(Some records)

════

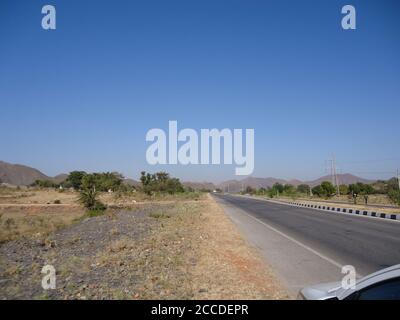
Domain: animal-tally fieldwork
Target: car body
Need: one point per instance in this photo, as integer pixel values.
(380, 285)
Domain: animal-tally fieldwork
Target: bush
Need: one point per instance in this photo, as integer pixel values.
(394, 196)
(88, 194)
(160, 182)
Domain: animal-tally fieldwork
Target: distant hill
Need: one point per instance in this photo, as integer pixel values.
(238, 185)
(59, 178)
(19, 175)
(199, 185)
(343, 179)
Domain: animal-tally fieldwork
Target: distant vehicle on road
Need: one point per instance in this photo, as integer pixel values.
(381, 285)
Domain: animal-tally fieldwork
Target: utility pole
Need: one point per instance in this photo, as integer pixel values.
(398, 177)
(335, 180)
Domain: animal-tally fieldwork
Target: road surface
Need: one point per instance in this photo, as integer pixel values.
(306, 246)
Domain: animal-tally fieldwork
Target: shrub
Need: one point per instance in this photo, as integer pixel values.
(394, 196)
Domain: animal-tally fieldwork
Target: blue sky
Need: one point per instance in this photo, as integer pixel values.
(84, 95)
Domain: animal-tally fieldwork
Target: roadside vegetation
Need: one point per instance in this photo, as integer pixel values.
(358, 193)
(154, 240)
(45, 206)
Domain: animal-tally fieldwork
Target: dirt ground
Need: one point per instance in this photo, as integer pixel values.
(173, 249)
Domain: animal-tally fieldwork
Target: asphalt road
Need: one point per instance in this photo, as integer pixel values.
(306, 246)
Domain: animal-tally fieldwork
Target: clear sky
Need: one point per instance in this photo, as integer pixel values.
(84, 95)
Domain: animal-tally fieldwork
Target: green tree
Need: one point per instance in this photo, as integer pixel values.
(88, 193)
(75, 179)
(303, 188)
(328, 187)
(343, 189)
(319, 191)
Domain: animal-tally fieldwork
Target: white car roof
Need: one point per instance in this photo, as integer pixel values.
(376, 277)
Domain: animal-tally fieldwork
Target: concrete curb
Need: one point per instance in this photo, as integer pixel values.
(375, 214)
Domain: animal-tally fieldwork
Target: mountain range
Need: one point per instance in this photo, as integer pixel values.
(20, 175)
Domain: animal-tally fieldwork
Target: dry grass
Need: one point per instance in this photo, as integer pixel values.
(195, 253)
(16, 222)
(179, 247)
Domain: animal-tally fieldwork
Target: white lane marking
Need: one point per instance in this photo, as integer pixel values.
(322, 256)
(326, 211)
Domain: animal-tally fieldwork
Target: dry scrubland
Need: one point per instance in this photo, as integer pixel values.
(169, 247)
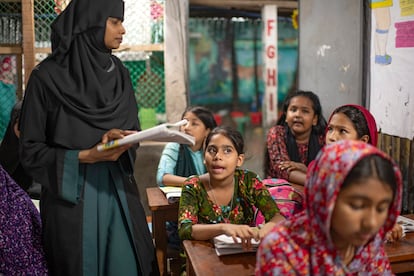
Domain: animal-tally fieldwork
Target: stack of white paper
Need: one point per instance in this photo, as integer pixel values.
(160, 133)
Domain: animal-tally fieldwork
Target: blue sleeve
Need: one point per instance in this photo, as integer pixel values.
(168, 161)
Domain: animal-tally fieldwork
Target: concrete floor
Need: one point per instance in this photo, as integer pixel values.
(148, 155)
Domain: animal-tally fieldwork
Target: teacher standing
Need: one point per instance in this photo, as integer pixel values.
(77, 98)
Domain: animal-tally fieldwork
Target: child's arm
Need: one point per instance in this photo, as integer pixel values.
(267, 227)
(209, 231)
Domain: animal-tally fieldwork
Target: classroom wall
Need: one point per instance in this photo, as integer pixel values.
(330, 51)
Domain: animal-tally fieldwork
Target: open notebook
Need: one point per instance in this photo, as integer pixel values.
(172, 194)
(161, 133)
(225, 245)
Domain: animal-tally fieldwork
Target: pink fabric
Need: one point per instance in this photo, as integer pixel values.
(302, 245)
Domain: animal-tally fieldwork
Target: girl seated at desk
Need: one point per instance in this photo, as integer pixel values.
(352, 199)
(355, 122)
(221, 201)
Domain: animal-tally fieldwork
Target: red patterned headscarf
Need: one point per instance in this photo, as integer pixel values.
(303, 244)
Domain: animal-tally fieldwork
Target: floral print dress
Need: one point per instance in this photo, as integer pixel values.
(196, 207)
(302, 245)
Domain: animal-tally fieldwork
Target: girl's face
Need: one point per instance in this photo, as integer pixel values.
(340, 127)
(360, 211)
(221, 158)
(300, 115)
(195, 127)
(113, 33)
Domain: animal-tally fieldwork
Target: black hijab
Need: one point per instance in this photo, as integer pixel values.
(91, 84)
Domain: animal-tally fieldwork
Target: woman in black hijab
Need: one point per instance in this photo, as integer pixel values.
(77, 98)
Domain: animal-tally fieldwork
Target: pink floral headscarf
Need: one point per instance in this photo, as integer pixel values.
(303, 246)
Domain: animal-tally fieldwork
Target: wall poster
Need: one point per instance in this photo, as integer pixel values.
(392, 66)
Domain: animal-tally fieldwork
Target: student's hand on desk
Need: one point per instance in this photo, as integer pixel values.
(395, 234)
(244, 232)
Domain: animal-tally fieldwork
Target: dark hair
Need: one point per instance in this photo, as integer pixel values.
(372, 166)
(357, 118)
(233, 135)
(204, 114)
(316, 105)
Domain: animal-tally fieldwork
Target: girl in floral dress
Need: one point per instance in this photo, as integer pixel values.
(221, 201)
(352, 199)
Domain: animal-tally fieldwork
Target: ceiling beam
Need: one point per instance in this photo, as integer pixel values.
(246, 4)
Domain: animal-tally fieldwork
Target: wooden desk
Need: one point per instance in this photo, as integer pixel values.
(401, 253)
(203, 260)
(162, 212)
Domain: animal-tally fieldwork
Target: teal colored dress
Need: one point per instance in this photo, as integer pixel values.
(196, 207)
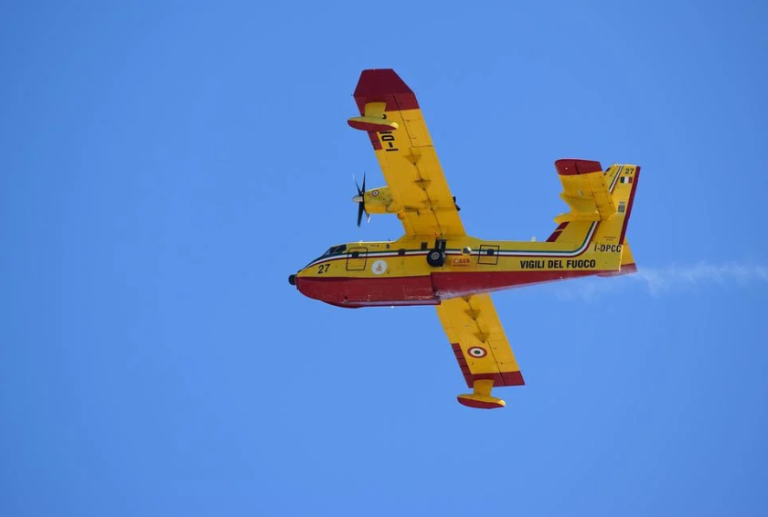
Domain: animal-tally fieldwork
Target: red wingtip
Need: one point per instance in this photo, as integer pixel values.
(570, 166)
(479, 404)
(384, 85)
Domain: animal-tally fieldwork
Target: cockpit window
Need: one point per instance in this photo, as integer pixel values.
(334, 250)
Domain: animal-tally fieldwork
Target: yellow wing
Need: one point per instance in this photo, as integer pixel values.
(392, 117)
(481, 347)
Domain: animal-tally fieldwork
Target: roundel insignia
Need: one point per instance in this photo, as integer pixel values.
(477, 352)
(379, 267)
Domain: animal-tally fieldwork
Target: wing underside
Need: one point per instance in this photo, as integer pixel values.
(391, 116)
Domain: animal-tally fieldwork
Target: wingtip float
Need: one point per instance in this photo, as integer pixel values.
(436, 263)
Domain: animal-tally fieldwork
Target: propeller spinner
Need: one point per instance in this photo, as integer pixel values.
(360, 200)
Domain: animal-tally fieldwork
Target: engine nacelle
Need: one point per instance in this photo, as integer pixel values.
(379, 201)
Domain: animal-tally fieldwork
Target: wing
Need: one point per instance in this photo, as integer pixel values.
(393, 120)
(481, 347)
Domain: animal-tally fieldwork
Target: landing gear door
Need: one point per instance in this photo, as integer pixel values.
(357, 258)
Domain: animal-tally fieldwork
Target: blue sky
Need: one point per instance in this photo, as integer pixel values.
(165, 166)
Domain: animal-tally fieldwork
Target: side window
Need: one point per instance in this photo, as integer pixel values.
(489, 255)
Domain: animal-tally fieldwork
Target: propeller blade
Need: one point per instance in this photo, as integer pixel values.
(360, 200)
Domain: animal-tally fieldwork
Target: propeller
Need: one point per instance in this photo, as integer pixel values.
(360, 200)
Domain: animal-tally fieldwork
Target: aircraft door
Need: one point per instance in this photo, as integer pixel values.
(357, 258)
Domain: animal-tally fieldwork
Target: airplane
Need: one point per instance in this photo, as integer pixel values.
(437, 263)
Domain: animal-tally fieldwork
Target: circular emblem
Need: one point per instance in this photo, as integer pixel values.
(477, 351)
(379, 267)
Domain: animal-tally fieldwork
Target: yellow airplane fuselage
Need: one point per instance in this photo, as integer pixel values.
(369, 274)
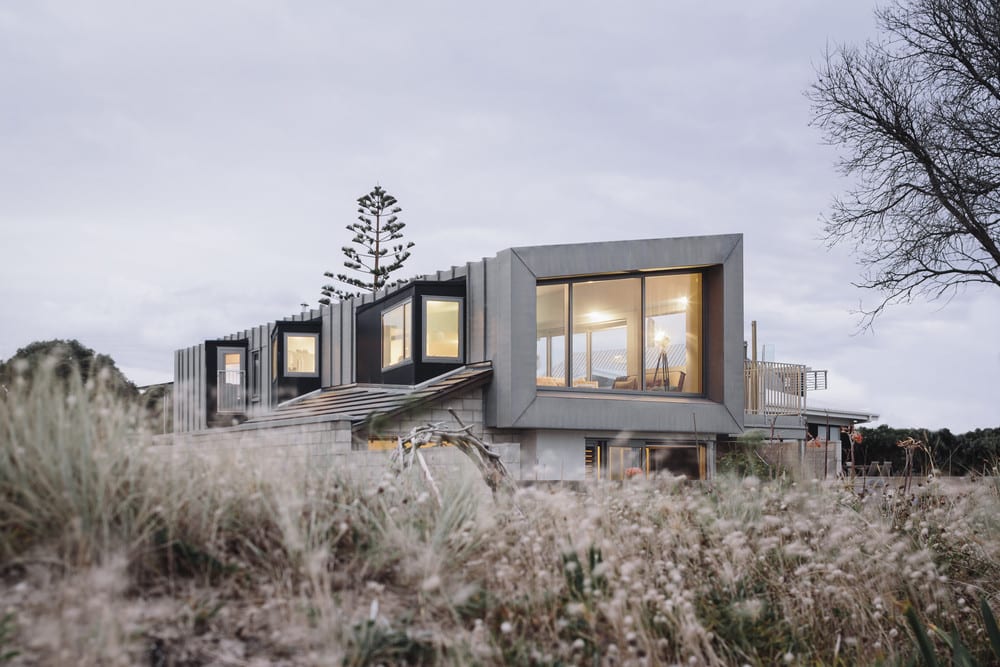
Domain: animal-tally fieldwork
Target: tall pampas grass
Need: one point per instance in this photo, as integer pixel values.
(115, 551)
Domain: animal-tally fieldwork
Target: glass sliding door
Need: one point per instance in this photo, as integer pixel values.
(551, 306)
(606, 333)
(230, 380)
(673, 332)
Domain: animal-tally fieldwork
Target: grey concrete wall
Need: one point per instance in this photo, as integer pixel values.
(319, 445)
(515, 402)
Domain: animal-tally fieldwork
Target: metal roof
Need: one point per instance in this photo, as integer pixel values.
(358, 402)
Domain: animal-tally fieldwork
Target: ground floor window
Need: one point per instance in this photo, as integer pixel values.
(614, 460)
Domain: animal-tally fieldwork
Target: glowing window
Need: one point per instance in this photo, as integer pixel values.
(442, 329)
(396, 324)
(626, 334)
(300, 354)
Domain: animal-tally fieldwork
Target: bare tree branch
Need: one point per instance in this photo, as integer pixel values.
(918, 115)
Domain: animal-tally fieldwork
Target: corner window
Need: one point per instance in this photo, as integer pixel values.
(626, 334)
(301, 354)
(396, 325)
(442, 329)
(255, 375)
(551, 306)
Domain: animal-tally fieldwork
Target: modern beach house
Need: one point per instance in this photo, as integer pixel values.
(592, 360)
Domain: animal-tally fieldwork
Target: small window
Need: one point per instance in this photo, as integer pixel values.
(396, 324)
(442, 329)
(301, 354)
(255, 375)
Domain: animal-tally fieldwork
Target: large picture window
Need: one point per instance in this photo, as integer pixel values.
(301, 358)
(396, 325)
(442, 329)
(626, 334)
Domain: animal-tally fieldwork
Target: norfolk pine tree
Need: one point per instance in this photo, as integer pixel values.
(376, 229)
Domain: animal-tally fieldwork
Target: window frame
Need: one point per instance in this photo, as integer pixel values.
(299, 334)
(407, 334)
(461, 329)
(643, 275)
(255, 375)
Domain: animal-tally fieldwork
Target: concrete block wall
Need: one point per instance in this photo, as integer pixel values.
(322, 444)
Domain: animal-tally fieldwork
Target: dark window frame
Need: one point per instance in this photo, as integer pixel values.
(299, 334)
(460, 358)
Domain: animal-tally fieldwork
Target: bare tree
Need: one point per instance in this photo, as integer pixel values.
(918, 116)
(377, 227)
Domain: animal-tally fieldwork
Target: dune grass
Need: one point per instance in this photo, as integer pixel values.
(113, 551)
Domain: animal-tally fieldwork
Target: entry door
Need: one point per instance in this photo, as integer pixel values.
(231, 381)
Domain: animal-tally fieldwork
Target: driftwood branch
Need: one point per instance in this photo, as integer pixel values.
(488, 462)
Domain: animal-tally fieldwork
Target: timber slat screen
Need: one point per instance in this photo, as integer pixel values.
(774, 389)
(358, 401)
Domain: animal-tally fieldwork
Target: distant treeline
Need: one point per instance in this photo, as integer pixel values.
(954, 454)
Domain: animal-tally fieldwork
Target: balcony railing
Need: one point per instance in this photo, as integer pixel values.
(231, 391)
(774, 389)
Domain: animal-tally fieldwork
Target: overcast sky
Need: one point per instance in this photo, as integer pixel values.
(177, 171)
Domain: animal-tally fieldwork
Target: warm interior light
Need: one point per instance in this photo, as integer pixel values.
(661, 338)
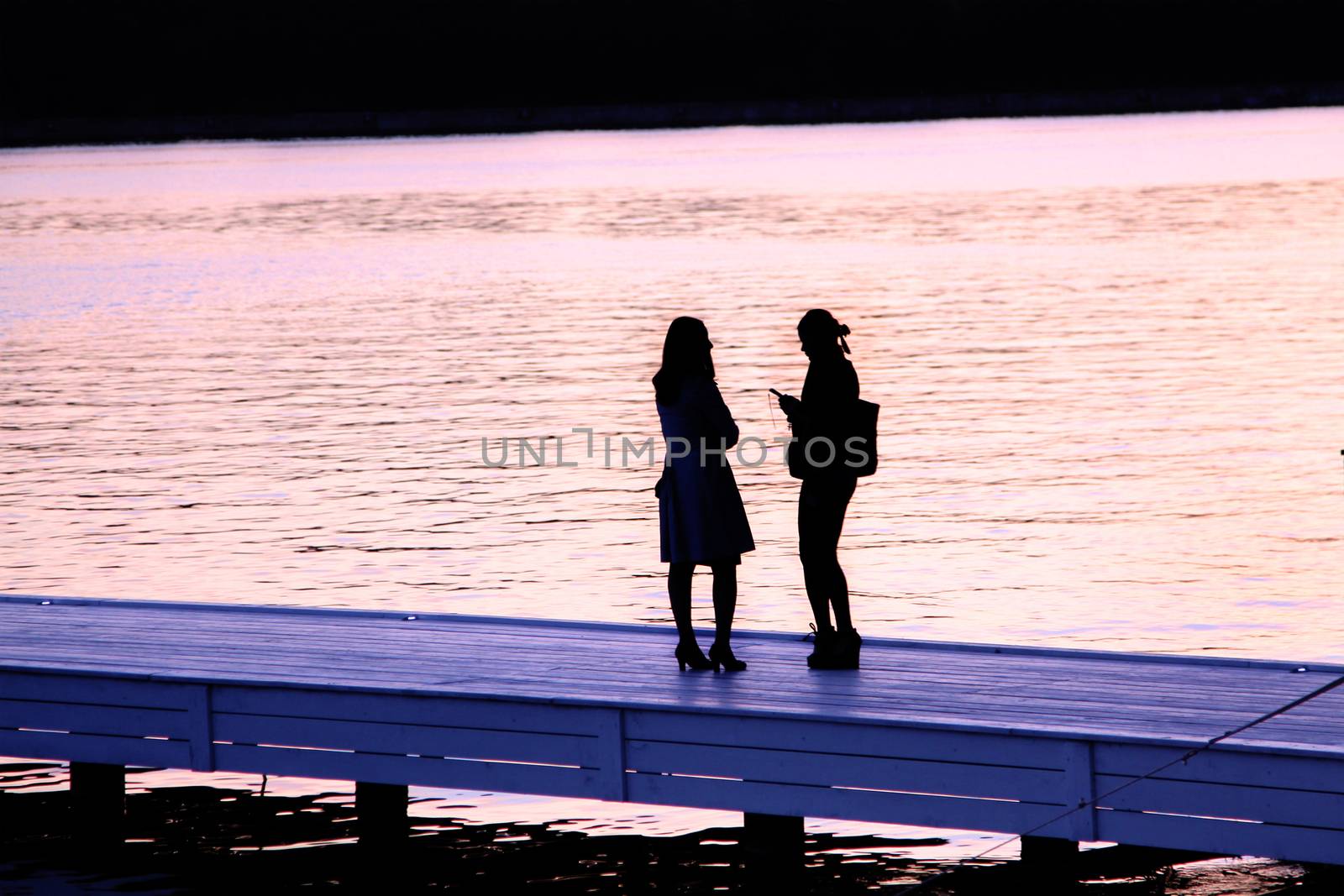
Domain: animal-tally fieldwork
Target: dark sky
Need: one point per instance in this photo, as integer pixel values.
(60, 58)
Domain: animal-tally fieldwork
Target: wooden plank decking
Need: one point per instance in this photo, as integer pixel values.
(953, 735)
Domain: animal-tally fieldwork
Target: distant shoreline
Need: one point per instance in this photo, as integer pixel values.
(501, 120)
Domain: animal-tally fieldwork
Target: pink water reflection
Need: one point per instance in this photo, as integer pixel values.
(1106, 352)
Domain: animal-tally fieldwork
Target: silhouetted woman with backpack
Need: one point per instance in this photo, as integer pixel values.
(830, 391)
(701, 513)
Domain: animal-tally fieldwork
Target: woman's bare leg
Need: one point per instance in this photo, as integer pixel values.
(679, 593)
(725, 600)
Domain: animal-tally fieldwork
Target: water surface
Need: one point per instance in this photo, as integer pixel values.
(1106, 351)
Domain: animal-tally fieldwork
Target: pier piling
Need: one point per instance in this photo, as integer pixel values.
(381, 815)
(98, 804)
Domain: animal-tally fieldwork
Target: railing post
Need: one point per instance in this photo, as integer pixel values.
(381, 815)
(773, 848)
(1052, 859)
(98, 804)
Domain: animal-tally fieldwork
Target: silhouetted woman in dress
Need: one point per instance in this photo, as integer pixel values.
(701, 513)
(830, 390)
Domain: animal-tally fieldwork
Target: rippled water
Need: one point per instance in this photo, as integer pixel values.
(1106, 351)
(1108, 354)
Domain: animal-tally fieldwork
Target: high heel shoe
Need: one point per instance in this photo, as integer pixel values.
(690, 654)
(823, 647)
(847, 649)
(837, 649)
(725, 656)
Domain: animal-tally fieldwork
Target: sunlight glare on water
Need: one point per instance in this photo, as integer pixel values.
(1106, 352)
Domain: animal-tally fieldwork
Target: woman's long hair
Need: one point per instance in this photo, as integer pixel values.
(685, 352)
(819, 329)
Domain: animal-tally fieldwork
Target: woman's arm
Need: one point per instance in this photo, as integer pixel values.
(717, 417)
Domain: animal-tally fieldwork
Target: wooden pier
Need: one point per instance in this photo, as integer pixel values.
(948, 735)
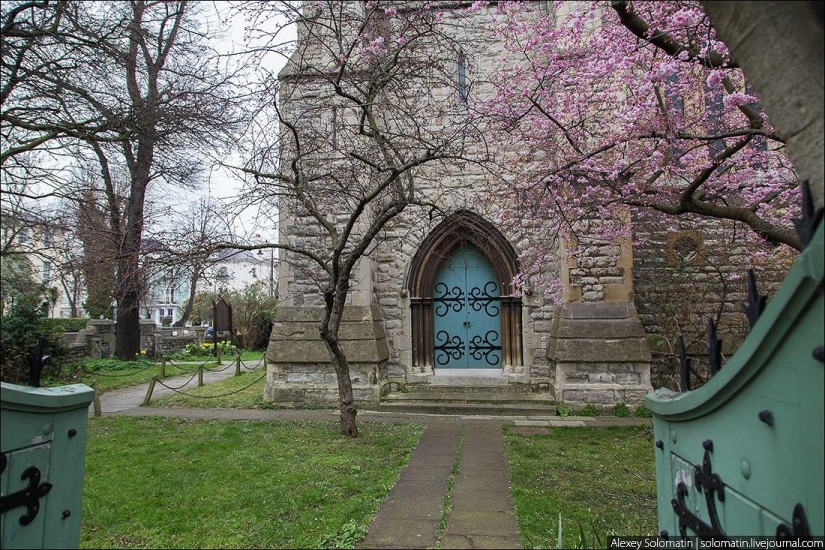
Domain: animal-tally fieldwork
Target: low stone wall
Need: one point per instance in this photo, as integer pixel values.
(600, 355)
(97, 340)
(298, 365)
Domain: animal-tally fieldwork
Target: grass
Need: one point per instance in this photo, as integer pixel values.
(158, 482)
(447, 505)
(601, 480)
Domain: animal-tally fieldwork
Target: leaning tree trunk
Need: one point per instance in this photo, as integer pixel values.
(130, 285)
(346, 402)
(127, 330)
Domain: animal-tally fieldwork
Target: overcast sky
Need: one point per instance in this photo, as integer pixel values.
(222, 183)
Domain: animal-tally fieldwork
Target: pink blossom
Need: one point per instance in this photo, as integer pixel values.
(714, 78)
(686, 17)
(737, 99)
(477, 5)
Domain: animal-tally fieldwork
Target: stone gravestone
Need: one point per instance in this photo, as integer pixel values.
(221, 321)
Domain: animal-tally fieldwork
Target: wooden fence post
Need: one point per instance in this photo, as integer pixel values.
(149, 391)
(97, 398)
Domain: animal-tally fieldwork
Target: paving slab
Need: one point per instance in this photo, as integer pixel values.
(410, 516)
(472, 541)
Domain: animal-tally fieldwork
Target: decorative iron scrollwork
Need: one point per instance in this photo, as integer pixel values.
(447, 299)
(709, 483)
(713, 488)
(450, 347)
(29, 496)
(484, 299)
(485, 348)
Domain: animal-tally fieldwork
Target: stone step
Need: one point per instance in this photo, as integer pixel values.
(469, 385)
(475, 408)
(455, 396)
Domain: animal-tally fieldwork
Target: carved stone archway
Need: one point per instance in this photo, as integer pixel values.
(463, 227)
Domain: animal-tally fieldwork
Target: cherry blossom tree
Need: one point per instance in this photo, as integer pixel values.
(635, 107)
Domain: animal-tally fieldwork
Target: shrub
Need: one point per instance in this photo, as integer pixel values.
(22, 328)
(621, 410)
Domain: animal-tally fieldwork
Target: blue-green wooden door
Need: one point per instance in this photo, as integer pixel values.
(466, 312)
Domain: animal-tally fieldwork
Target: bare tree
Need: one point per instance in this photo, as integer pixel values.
(133, 86)
(355, 138)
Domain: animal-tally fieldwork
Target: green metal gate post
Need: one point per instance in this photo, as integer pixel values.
(43, 443)
(743, 455)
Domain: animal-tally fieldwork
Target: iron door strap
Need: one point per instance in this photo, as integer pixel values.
(29, 496)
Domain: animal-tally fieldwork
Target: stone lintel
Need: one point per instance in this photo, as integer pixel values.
(292, 314)
(597, 310)
(314, 351)
(618, 350)
(601, 328)
(295, 337)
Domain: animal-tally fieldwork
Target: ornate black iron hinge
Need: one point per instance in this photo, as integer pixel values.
(799, 530)
(29, 496)
(710, 484)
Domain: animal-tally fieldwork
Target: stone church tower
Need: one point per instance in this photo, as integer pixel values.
(434, 301)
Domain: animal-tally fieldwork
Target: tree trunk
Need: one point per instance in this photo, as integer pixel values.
(346, 403)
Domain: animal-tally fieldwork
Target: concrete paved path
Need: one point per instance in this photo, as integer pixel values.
(477, 508)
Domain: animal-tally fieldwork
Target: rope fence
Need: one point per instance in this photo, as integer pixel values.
(164, 365)
(237, 364)
(239, 390)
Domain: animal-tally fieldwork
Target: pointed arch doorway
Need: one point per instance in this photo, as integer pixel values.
(463, 312)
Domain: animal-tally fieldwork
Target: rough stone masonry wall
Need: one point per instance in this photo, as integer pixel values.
(689, 269)
(600, 272)
(298, 365)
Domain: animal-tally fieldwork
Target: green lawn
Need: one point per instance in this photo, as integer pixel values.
(172, 483)
(601, 480)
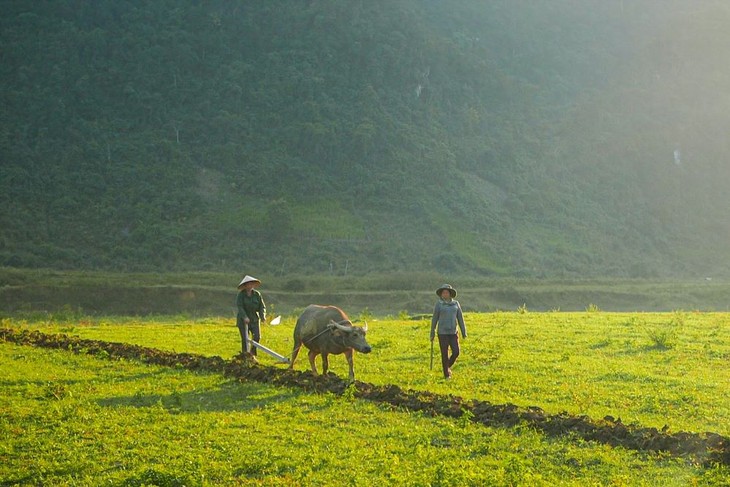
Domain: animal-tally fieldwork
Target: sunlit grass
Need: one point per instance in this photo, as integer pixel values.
(590, 363)
(72, 419)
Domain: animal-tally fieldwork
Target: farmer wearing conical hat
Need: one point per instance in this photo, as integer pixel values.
(251, 311)
(446, 315)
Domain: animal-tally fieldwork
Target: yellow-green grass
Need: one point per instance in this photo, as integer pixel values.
(655, 369)
(83, 420)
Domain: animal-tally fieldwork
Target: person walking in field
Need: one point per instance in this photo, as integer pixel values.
(251, 312)
(446, 315)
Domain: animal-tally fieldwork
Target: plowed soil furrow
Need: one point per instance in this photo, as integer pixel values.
(706, 448)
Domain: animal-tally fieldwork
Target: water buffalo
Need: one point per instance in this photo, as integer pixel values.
(325, 330)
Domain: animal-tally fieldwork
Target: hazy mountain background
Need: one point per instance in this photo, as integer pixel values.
(506, 138)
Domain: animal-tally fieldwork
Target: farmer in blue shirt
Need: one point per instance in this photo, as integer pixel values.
(446, 315)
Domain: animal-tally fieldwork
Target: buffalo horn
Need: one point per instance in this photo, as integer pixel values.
(342, 327)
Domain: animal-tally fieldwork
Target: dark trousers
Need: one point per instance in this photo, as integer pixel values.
(253, 329)
(446, 342)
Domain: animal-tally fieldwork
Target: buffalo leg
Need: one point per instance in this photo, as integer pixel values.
(312, 356)
(294, 354)
(350, 363)
(325, 363)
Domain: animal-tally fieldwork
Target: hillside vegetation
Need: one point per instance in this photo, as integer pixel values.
(528, 139)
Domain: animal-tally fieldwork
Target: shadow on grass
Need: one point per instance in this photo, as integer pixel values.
(228, 398)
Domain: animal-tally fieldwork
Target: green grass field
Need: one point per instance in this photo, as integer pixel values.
(85, 420)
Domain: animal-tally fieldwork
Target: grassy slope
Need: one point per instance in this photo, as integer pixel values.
(84, 421)
(654, 369)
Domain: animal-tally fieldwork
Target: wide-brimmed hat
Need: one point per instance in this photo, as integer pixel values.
(452, 291)
(247, 279)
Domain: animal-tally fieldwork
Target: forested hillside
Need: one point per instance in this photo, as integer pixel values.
(513, 138)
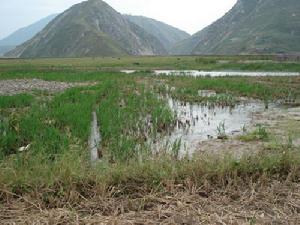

════

→ Job
Tally the lines in the records above that contain the string "stone", treating uppercase and lowercase as different, and reply with the number only.

→ Output below
7